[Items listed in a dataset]
_ _ _ _ _
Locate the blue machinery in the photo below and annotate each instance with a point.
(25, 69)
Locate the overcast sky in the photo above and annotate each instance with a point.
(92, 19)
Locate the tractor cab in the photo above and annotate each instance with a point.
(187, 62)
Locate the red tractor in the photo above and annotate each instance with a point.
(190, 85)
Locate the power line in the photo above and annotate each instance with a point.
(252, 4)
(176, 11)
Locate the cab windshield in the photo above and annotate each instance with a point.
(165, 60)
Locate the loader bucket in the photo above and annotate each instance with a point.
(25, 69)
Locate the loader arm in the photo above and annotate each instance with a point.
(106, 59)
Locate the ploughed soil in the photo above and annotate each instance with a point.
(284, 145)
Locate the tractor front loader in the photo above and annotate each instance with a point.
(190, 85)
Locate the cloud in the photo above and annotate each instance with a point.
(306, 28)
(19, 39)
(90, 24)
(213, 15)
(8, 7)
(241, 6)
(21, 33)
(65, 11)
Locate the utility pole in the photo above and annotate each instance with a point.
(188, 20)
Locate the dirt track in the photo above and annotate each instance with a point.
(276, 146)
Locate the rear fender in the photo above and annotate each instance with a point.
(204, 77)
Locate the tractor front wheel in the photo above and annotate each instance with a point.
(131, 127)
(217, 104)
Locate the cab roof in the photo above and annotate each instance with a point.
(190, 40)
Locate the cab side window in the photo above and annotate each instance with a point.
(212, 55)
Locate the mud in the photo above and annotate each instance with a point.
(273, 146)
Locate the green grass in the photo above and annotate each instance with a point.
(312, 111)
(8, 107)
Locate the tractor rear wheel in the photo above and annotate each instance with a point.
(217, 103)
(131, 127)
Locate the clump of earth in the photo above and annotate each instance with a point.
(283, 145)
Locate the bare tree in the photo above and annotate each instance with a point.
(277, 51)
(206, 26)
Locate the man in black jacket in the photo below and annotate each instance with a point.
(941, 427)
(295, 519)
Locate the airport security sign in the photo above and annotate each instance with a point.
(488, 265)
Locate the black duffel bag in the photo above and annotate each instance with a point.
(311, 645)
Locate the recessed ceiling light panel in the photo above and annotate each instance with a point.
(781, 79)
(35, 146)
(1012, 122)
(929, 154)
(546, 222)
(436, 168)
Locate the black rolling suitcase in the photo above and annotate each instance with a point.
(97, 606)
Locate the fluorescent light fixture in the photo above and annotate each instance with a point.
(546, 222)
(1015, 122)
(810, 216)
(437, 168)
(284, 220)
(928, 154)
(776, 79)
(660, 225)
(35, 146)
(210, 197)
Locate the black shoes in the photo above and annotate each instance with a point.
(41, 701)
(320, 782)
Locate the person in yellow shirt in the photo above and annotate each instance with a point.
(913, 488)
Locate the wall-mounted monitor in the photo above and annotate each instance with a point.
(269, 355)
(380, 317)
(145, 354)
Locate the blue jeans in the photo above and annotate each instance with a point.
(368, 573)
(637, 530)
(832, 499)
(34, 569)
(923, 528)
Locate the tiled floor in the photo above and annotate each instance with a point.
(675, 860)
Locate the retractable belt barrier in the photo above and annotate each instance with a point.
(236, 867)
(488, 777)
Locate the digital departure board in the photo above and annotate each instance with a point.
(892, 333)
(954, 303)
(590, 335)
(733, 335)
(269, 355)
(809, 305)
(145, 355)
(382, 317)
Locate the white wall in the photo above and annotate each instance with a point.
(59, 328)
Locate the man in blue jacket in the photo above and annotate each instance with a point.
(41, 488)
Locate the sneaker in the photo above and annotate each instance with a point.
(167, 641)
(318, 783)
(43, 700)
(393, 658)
_ _ _ _ _
# GIVEN EXERCISE
Reproduce every row above word for word, omitting nothing and altering nothing.

# SOLUTION TO THIS TASK
Locate the blue machinery in the photo below and annotate each instance with a point.
(25, 69)
Locate the overcast sky in the photo above and annotate each instance with a point.
(92, 19)
Locate the tractor cab in the photo above and annotate each instance with a point.
(187, 62)
Locate the red tractor in the photo above and annotate each instance with a point.
(190, 85)
Locate the power line in the photo above and annotate each instance with a point.
(252, 4)
(176, 11)
Locate the cab windshield in the photo above and annotate each instance with a point.
(165, 60)
Locate the loader bucket in the photo above and annotate each instance with a point.
(25, 69)
Locate the loader arm in the photo above and annotate each instance with a point.
(106, 59)
Locate the ploughed soil in the photo above and annotate each instance with a point.
(284, 145)
Locate the tractor front loader in the photo above and annotate each instance with a point.
(190, 85)
Locate the cloud in the photo above and annotate each instance with a point.
(306, 28)
(19, 39)
(90, 24)
(213, 15)
(8, 7)
(241, 6)
(21, 33)
(65, 11)
Locate the utility pole in the photo above and annotate each instance with a point.
(188, 20)
Locate the dirt track in the photo above and annotate each instance with a point.
(276, 146)
Locate the rear fender in the photo above and annotate each instance with a point.
(204, 77)
Locate the tractor front wheel in the photo above and annotate each instance with a point.
(131, 127)
(217, 104)
Locate the cab roof in the photo above and annotate each instance with a point.
(190, 40)
Locate the cab side window in the photo above and annotate each instance with a point.
(212, 55)
Locate the mud in the photo above and annotate each instance with a point.
(273, 146)
Locate the green grass in the photo above and annotate each instance with a point.
(312, 111)
(8, 107)
Locate the tractor rear wheel in the photo above and annotate each instance with a point.
(217, 103)
(131, 127)
Locate the clump of earth in the photo above and annotate each instance with a point.
(283, 145)
Locate the bare tree in the photo above and annotate each instance with a point.
(277, 51)
(206, 26)
Locate the man in black jacket in the photo below and annotate each instance with a point.
(941, 427)
(295, 519)
Locate the airport security sign in the photo above and annotate each instance with a point.
(488, 265)
Locate the black duffel bag in the photo above and annotate each instance with a point.
(311, 645)
Locate the recessed ceiling light panel in the photo above and annotate each instance with a point.
(781, 79)
(35, 146)
(1012, 122)
(929, 154)
(546, 222)
(436, 168)
Locate the black rolling suitcase in the photo above and annotate each instance with a point.
(97, 606)
Locate the fluorescent light fixture in the photo above and annotate each instance with a point.
(546, 222)
(1015, 122)
(810, 216)
(437, 168)
(284, 220)
(928, 154)
(776, 79)
(660, 225)
(35, 146)
(210, 197)
Locate the black shoes in the photo above and annotate each instance with a point.
(41, 701)
(320, 782)
Locate the person in yellow shirt in the photo above and annotate each instance with a point.
(913, 488)
Locate the wall-mounted monitor in the photo above and annotate each instance with a point.
(269, 355)
(380, 317)
(145, 354)
Locate the blue jeans in the photo above and annotate each instance with a point.
(368, 573)
(637, 530)
(832, 499)
(34, 569)
(923, 528)
Locate the tiled floor in the photo above and annotate each instance with a point.
(675, 860)
Locate the retractable belt barrier in the photo above and annotate each instance with a point.
(236, 867)
(488, 777)
Locate the digital departure board in the photo above and annotate each instance with a point.
(892, 333)
(954, 303)
(590, 335)
(733, 335)
(269, 355)
(809, 305)
(145, 355)
(382, 317)
Locate the white wall in the photo above and annotate each instance with a point.
(59, 328)
Locate the man in blue jacket in the photo above and annotate each instance with a point.
(41, 488)
Locate the sneaker in the photo above and annotate each instance with a point.
(167, 641)
(318, 783)
(43, 700)
(393, 658)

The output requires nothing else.